**WHAT YOU WILL DO**
Return the full passage below about the V1 Baseline and KV cache results, reproducing it word for word.

**TEXT PASSAGE**
··········

On the other hand, the V1 Baseline is excellent for determining the theoretical peak single-stream decode speed (\(\mathbf{10.57 \text{ TPS}}\)), but it fails to capture critical server effects:
- No Concurrency: It measures sequential speed, not the real-world performance drop under simu ltaneous load.
- No Optimization Test: It doesn’t test the effectiveness of caching or the parallelization needed for long prompts.
In terms of caching (Baseline TTFT vs. Warm Run), the V1 Baseline TTFT of 94.52 ms is completely dwarfed by the new test’s Avg Warm TTFT of 15.49 ms. This confirms that KV cache reuse is functioning exceptionally well. The pre-fill time is essentially eliminated, resulting in an 83.6% reduction in TTFT relative to the old baseline, or a 91.7% speedup relative to the new cold run. The 2571-token initial pre-fill takes 186.07 ms (the new cold run TTFT), but subsequent requests using that cache take only \(1/12^{th}\) of the time, showing that the memory bandwidth cost of the pre-fill is the dominant factor in TTFT for long prompts.

··········

**RECORDS PROVIDED**
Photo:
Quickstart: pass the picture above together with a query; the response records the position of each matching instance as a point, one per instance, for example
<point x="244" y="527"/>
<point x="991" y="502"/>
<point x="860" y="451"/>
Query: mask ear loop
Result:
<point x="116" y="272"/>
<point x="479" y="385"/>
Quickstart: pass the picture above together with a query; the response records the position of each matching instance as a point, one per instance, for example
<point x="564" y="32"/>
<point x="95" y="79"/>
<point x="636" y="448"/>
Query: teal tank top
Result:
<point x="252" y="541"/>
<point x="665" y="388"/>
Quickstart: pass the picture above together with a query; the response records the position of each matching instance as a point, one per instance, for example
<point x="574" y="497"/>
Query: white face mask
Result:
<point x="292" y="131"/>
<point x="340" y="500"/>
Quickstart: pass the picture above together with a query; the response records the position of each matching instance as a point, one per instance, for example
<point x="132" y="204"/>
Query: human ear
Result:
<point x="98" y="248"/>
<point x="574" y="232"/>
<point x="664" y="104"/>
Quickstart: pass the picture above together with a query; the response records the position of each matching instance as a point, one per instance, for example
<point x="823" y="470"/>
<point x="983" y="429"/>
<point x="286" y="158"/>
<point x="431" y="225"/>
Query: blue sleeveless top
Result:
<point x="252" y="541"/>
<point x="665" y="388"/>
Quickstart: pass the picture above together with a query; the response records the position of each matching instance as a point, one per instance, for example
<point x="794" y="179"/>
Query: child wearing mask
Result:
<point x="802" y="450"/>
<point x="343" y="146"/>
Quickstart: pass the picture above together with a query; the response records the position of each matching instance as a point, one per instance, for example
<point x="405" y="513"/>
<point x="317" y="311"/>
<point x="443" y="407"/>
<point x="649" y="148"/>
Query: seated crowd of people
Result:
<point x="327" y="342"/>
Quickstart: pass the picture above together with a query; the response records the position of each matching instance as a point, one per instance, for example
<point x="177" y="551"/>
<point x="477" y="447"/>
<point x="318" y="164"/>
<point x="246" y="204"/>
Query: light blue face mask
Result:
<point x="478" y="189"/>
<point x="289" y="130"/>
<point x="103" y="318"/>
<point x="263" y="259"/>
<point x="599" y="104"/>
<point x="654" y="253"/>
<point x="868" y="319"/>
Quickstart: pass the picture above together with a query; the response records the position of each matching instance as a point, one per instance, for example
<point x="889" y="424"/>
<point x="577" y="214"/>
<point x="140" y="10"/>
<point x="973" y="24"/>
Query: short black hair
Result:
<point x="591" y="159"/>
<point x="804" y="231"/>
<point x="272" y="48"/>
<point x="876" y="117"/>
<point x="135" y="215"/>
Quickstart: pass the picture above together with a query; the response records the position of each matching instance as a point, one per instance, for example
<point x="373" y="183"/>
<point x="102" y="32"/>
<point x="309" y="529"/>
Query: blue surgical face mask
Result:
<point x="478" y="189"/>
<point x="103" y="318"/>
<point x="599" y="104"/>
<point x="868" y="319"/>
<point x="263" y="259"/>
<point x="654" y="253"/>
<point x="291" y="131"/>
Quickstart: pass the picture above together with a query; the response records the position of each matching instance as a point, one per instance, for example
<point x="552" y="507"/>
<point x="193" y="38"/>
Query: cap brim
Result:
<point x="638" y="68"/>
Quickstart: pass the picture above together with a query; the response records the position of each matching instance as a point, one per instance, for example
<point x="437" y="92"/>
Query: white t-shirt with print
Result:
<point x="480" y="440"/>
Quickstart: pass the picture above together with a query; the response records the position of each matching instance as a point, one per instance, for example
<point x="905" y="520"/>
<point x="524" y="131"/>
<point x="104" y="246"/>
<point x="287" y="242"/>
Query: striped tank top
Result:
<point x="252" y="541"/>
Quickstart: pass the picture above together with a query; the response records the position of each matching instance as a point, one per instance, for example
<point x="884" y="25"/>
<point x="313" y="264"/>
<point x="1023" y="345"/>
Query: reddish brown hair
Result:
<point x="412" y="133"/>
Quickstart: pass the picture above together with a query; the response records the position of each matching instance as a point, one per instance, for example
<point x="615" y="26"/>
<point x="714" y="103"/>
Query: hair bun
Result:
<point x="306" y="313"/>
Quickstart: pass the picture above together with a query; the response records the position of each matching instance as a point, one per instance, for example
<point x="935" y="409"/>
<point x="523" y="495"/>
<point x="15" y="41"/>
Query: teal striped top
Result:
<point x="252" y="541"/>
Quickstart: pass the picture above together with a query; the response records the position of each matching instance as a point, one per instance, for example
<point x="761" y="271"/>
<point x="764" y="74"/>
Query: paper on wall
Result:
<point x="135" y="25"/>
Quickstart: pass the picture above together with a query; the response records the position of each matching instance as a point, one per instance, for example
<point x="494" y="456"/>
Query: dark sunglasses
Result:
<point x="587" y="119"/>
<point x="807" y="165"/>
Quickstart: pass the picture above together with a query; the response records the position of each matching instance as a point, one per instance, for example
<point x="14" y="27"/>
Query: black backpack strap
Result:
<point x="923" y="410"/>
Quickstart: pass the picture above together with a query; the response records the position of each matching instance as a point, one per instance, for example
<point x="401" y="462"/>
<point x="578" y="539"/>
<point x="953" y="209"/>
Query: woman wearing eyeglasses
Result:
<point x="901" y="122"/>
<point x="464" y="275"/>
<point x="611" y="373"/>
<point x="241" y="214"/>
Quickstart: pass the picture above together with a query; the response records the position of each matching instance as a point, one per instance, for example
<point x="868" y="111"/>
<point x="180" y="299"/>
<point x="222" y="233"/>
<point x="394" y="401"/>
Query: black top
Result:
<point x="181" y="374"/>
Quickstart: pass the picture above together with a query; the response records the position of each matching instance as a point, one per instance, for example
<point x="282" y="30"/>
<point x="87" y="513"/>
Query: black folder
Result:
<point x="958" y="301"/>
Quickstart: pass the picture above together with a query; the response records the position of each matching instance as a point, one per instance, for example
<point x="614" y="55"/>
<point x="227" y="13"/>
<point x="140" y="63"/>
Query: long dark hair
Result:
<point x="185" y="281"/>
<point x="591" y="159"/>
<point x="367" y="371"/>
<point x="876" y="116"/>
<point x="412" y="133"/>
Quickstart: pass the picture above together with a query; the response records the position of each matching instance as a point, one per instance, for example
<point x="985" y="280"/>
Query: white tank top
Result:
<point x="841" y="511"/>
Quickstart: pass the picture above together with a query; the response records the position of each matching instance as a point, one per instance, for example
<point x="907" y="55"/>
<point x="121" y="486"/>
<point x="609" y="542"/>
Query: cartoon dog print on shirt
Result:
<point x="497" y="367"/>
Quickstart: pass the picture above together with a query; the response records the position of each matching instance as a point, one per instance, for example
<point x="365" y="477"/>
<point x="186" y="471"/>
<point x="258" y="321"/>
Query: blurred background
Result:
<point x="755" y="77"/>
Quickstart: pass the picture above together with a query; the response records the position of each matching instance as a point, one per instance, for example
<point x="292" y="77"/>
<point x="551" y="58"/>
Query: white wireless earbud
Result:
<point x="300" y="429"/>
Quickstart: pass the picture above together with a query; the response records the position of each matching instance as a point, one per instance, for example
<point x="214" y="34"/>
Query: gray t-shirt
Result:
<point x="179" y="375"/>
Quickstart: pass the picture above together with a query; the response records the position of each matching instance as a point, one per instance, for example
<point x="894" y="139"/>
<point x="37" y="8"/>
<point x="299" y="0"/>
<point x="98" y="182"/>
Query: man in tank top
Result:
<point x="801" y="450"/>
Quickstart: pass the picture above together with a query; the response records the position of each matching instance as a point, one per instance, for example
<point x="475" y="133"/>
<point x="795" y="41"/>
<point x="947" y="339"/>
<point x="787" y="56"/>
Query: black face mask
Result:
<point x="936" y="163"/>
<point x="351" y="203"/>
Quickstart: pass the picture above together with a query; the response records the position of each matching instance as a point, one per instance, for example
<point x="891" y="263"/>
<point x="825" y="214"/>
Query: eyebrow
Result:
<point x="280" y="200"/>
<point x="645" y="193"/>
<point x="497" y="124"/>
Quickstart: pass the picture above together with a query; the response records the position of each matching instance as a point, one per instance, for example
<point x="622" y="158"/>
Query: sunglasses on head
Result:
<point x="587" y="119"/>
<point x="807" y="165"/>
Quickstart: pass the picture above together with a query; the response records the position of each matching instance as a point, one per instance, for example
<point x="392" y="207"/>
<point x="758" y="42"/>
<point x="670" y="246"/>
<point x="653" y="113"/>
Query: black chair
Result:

··········

**REPLY TO THE EXERCISE**
On the other hand, the V1 Baseline is excellent for determining the theoretical peak single-stream decode speed (\(\mathbf{10.57 \text{ TPS}}\)), but it fails to capture critical server effects:
- No Concurrency: It measures sequential speed, not the real-world performance drop under simu ltaneous load.
- No Optimization Test: It doesn’t test the effectiveness of caching or the parallelization needed for long prompts.
In terms of caching (Baseline TTFT vs. Warm Run), the V1 Baseline TTFT of 94.52 ms is completely dwarfed by the new test’s Avg Warm TTFT of 15.49 ms. This confirms that KV cache reuse is functioning exceptionally well. The pre-fill time is essentially eliminated, resulting in an 83.6% reduction in TTFT relative to the old baseline, or a 91.7% speedup relative to the new cold run. The 2571-token initial pre-fill takes 186.07 ms (the new cold run TTFT), but subsequent requests using that cache take only \(1/12^{th}\) of the time, showing that the memory bandwidth cost of the pre-fill is the dominant factor in TTFT for long prompts.